→ Problem details
Starting with the line that contains "this form: (264,131).", reproduce each line through the end of the entries exactly as written.

→ Dataset
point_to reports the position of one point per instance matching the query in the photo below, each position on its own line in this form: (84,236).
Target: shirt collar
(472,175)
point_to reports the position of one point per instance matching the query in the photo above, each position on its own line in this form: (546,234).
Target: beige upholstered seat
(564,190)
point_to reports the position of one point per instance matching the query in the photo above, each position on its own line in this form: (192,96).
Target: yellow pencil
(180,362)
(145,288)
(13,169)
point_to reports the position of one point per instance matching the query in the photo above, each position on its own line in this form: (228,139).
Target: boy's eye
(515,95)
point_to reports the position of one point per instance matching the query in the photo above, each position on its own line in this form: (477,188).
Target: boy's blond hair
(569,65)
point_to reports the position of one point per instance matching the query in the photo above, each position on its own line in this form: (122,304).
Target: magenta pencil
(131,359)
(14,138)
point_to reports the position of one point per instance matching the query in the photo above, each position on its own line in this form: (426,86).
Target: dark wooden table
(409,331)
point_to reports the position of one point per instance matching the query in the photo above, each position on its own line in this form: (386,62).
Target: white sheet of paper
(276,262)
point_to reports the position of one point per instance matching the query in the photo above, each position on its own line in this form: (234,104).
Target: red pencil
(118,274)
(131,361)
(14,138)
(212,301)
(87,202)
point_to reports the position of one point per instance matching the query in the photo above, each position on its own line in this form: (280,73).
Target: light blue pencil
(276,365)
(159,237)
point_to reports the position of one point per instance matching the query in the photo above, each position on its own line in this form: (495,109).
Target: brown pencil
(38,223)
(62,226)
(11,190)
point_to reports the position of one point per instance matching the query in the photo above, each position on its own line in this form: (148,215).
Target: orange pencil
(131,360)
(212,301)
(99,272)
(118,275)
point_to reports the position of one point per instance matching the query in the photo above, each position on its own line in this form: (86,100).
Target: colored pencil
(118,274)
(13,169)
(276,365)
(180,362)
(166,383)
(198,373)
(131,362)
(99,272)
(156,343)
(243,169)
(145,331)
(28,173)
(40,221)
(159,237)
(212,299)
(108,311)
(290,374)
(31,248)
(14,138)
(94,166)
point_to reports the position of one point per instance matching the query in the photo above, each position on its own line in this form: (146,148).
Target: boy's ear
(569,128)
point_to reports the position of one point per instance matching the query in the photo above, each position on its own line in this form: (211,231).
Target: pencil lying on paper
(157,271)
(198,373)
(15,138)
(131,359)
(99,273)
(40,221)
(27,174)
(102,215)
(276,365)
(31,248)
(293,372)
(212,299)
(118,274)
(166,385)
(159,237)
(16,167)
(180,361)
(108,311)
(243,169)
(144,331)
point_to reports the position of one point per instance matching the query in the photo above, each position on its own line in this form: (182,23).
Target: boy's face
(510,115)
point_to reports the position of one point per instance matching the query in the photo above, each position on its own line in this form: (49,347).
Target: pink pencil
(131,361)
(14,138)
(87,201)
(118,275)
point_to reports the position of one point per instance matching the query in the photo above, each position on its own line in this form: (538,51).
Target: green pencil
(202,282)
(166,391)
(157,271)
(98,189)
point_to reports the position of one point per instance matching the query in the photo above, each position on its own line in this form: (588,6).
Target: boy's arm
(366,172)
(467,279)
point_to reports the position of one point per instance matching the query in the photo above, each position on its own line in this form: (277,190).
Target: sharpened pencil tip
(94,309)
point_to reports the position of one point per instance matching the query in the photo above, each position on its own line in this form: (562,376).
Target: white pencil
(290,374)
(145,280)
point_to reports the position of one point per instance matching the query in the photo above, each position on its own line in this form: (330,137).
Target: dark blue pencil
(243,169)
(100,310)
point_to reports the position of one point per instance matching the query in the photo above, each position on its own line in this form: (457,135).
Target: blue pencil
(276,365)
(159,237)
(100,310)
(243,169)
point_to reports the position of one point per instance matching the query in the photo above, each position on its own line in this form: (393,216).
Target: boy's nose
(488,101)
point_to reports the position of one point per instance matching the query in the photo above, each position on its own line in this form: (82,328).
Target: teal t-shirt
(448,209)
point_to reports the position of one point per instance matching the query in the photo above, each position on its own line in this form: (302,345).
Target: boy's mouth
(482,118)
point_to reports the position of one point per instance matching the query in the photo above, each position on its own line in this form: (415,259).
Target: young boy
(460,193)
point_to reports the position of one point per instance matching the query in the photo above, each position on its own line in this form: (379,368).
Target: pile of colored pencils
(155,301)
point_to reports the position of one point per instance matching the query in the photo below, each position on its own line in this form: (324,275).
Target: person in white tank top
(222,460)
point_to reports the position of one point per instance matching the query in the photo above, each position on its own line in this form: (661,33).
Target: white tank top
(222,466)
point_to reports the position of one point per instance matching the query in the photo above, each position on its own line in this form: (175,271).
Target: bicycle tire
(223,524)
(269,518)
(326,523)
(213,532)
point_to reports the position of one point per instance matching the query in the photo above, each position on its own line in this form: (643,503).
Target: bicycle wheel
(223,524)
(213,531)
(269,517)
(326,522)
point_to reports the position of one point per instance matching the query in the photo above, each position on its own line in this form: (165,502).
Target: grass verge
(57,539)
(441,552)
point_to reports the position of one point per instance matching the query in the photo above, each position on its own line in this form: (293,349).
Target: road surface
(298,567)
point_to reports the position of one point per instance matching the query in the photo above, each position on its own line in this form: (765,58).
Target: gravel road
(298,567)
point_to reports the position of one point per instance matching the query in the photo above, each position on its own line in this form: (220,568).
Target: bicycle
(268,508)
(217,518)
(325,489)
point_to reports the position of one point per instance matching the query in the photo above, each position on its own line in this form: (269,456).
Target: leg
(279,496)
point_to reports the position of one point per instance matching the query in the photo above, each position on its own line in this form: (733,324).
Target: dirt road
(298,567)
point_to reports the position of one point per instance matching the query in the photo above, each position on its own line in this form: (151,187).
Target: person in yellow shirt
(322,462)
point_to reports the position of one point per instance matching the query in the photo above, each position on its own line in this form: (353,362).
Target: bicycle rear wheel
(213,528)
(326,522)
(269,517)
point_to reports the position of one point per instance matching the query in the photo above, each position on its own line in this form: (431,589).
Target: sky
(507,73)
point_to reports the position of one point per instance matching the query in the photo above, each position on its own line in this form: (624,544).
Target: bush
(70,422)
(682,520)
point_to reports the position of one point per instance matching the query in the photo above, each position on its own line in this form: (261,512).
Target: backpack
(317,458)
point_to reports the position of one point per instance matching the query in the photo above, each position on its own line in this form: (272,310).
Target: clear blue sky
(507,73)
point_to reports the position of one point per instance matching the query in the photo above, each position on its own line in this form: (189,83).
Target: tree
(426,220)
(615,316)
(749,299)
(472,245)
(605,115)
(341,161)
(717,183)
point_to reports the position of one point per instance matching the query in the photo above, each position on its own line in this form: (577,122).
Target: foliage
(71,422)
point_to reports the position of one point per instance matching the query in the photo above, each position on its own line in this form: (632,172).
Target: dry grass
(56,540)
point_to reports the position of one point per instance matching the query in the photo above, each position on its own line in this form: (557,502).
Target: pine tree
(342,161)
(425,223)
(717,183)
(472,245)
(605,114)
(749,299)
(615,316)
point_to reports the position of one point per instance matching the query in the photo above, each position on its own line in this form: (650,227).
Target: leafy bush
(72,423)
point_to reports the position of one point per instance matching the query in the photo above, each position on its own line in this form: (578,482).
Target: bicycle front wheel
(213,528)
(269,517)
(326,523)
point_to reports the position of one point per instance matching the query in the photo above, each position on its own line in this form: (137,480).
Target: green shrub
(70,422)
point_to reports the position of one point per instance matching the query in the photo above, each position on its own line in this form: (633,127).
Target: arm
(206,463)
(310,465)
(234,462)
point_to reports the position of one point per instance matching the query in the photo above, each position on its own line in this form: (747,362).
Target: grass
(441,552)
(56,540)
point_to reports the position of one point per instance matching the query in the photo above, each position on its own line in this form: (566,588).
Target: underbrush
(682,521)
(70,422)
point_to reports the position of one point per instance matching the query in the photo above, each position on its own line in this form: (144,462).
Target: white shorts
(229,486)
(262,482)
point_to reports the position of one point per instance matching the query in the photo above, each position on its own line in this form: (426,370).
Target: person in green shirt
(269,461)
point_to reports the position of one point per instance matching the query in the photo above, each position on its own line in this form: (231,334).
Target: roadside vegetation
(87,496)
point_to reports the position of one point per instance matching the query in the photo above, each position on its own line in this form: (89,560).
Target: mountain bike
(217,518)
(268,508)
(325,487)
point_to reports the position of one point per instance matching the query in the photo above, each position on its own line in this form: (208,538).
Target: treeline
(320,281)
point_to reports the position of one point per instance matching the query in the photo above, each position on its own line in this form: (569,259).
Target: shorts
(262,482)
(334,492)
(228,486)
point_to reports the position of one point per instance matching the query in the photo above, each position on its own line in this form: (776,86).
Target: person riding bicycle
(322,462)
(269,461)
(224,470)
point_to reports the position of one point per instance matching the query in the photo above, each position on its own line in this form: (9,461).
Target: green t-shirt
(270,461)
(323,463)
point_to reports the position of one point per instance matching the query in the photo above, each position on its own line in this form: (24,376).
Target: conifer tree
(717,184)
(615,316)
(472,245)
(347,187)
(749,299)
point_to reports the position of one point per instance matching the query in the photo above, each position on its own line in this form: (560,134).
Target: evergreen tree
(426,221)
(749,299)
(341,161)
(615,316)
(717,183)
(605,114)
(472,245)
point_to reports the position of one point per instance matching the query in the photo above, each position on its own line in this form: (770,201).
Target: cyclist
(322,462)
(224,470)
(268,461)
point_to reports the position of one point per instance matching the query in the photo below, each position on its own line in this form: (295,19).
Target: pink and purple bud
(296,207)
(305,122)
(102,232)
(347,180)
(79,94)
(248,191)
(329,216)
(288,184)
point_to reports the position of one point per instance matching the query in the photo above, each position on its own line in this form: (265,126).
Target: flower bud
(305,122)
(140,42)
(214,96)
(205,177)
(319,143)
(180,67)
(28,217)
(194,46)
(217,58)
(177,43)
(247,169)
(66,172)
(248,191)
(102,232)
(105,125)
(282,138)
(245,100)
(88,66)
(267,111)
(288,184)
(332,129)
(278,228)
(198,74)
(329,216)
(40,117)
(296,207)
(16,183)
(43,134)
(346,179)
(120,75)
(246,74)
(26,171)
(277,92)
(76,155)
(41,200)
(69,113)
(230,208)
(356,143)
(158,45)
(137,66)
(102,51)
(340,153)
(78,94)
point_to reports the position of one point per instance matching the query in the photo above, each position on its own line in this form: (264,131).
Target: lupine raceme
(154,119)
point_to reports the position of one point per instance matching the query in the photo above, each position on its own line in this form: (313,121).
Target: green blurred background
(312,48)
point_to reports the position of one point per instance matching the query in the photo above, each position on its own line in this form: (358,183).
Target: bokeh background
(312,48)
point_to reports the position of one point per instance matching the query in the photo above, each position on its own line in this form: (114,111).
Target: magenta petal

→ Exercise solution
point_to reports the position of one point per instance matching the query in the photo above, each position on its own line in this form: (264,131).
Target: lupine raceme
(154,119)
point_to reports the position of one point per instance matching the query in the photo above, each position on its own line in this form: (313,121).
Target: green blurred background
(312,48)
point_to reports the position of one point per instance matching the query in the photo above, each position on its own line in this form: (358,183).
Target: bokeh background
(312,48)
point_to reports the position of one point per instance matching the query in the photo above, each position on its own line in this form: (114,111).
Target: magenta petal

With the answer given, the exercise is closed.